● EXTRAIT FOURNI:
Partir de l’ancien, du rebut même, pour faire du neuf. Ultratrendy qui plus est. La démarche séduit de plus en plus de créateurs de mode et de designers. Qui recyclent la matière mais aussi les bonnes idées du passé.

On pourrait croire qu’il n’y a plus grand-chose à faire de vieux jeux de cartes dépareillés. Mais le styliste belge Martin Margiela n’est pas de cet avis. Après les avoir mélangées, teintées, chiffonnées, repassées pour accentuer leur aspect vieilli, il a assemblé, puis doublé de cuir des cartes à jouer pour en tirer des gilets et des ceintures. Uniques et 100 % récup’. Depuis ses débuts en 1989, la Maison Martin Margiela a fait du recyclage un des fondements de son expression créative. Présentées en janvier, lors de la semaine de la haute couture à Paris, ses dernières créations artisanales printemps-été 2006 ont été fabriquées exclusivement à partir de matières premières trouvées dans les brocantes, les marchés aux puces ou chez les fripiers. Dorénavant, ces vêtements et ces accessoires, mettant en valeur les traces du temps qui passe et glorifiant l’usure inhérente à notre condition humaine, seront disponibles exclusivement dans les 11 boutiques Martin Margiela à travers le monde.

● DONNÉES FOURNIES:
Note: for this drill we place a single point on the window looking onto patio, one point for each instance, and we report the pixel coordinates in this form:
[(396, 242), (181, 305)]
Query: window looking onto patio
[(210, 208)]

● EXERCICES PROPOSÉS:
(A) D'après l'extrait fourni, depuis quelle année la Maison Martin Margiela fait-elle du recyclage l'un des fondements de son expression créative ?
(B) Modifiez l'extrait fourni en reprenant tout ce qui va de « Partir de l’ancien, du » jusqu'à « idées du passé. », et remplacez-y « créateurs de mode » par « stylistes ».
(C) Indiquez si chacune des affirmations suivantes concorde avec l'extrait fourni, puis citez les mots qui le prouvent. (i) Les cartes à jouer ont été doublées de cuir. (ii) Les créations printemps-été 2006 ont été présentées en mars. (iii) Ces vêtements seront vendus dans vingt boutiques.

● RÉPONSES AUX EXERCICES:
(A) Depuis 1989, année de ses débuts.

(B)
Partir de l’ancien, du rebut même, pour faire du neuf. Ultratrendy qui plus est. La démarche séduit de plus en plus de stylistes et de designers. Qui recyclent la matière mais aussi les bonnes idées du passé.

(C)
(i) Oui : « puis doublé de cuir des cartes à jouer ».
(ii) Non : « Présentées en janvier ».
(iii) Non : « dans les 11 boutiques Martin Margiela à travers le monde ».